**GIVEN PASSAGE:**
Daniel Vitek, MBA, PMP

The Project Management Institute’s, A Guide to the Project Management Body of Knowledge defines a project as a temporary endeavor undertaken to create a unique product, service, or result. The Project Manager is the person assigned by the performing organization who applies knowledge, skills, tools, and techniques to project activities to meet the project objectives.

Skills required to be an affective project manager are extensive. The right project manager requires adequate experience and knowledge of managing scope, time, cost, quality, risk, communication, resources, and procurement at a level that is appropriate for the size, complexity, and risk of the effort being managed. In addition to, planning, organizing, directing, and controlling project activities, resources, and stakeholders. Other required skills may also include items such as:

  • Knowledge of the business climate, both internal and external to the organization, and any political considerations that may impact project dynamics or the ability to successfully deliver project outcomes
  • The ability to integrate process and activities needed to identify, define, combine, unify, and coordinate the various project management processes and practices required to successfully deliver project outcomes
  • The ability to effectively identify and manage risk in a manner that exploits, promotes, or enhances those risks that may have a positive impacts and avoids, transfers, or mitigates those risks that may have a negative impacts

Selecting the right project manager requires strong consideration of the before mentioned skills as well as other relevant items such as:

  • The possibility of assigning multiple efforts to one project manager
  • Quantitative skills and reasoning
  • Part-time vs. full-time assignment
  • Location, travel, culture, and language
  • Efforts managed by functional managers
  • Risk, complexity, and budget of the effort
  • Technical requirements and understanding
  • Type of past project management experience

Avoiding selection of the wrong project manager is just as important as the process and considerations given to selecting the right project manager. Common pitfalls avoid include items such as:

  • Considering gray hair, baldness, or age as indicators of project management maturity. This is not necessarily the right type of maturity. The right project manager has most likely gained maturity through exposure to multiple projects of varying types in a diverse assortment of positions, projects, offices, companies, and industries. For example, an individual who has managed the same type of projects for the same company for twenty years will possess decades of project experience. However, due to the lack of diversity in their experience, their breadth of management knowledge it is most likely very limited and thus they are more likely to fail if placed in a management position of a different type of project.
  • Personality type and the tactical approach to working with data and dealing with people. Project managers often do not have direct control over many of the factors that comprise project success. Maturity in project management assumes maturity in dealing with people. Project success is often achieved through a manager’s ability to influence factors that contribute to desirable outcomes. The right project manager must be flexible and able to vary their leadership style and tactical approaches to accommodate the various situations and people one will encounter over the life of a project.

**DATA EXCERPT:**
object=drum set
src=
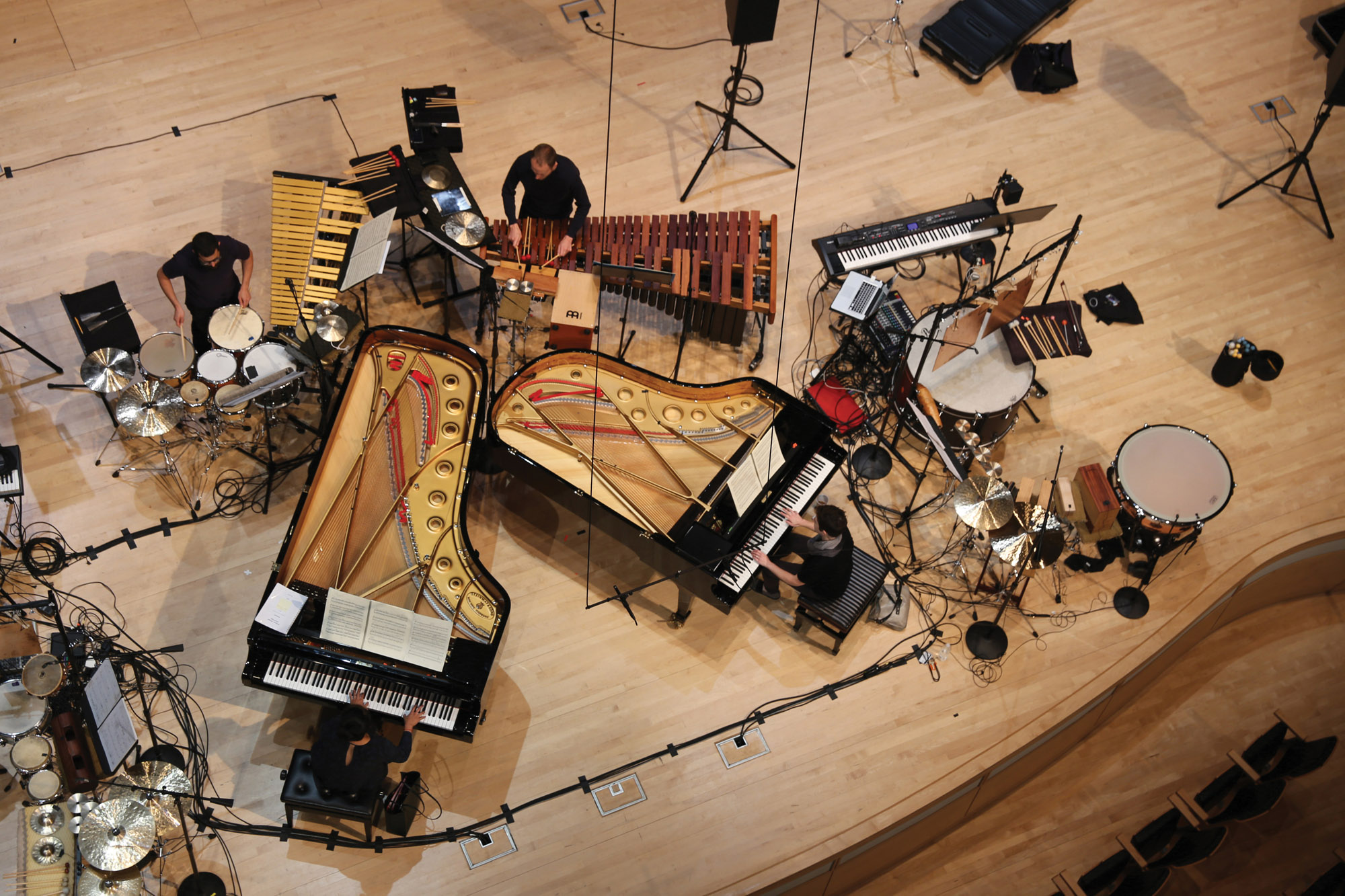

**DIRECTION:**
Rewrite the paragraph beginning "The Project Management Institute's" in the passage on choosing a project manager as a short list, keeping its main facts. The material placed after the passage on choosing a project manager is separate from that passage.

**RIGHT ANSWER:**
- Source: the Project Management Institute's A Guide to the Project Management Body of Knowledge
- Project: a temporary endeavor undertaken to create a unique product, service, or result
- Project Manager: the person the performing organization assigns to apply knowledge, skills, tools, and techniques to project activities so as to meet the project objectives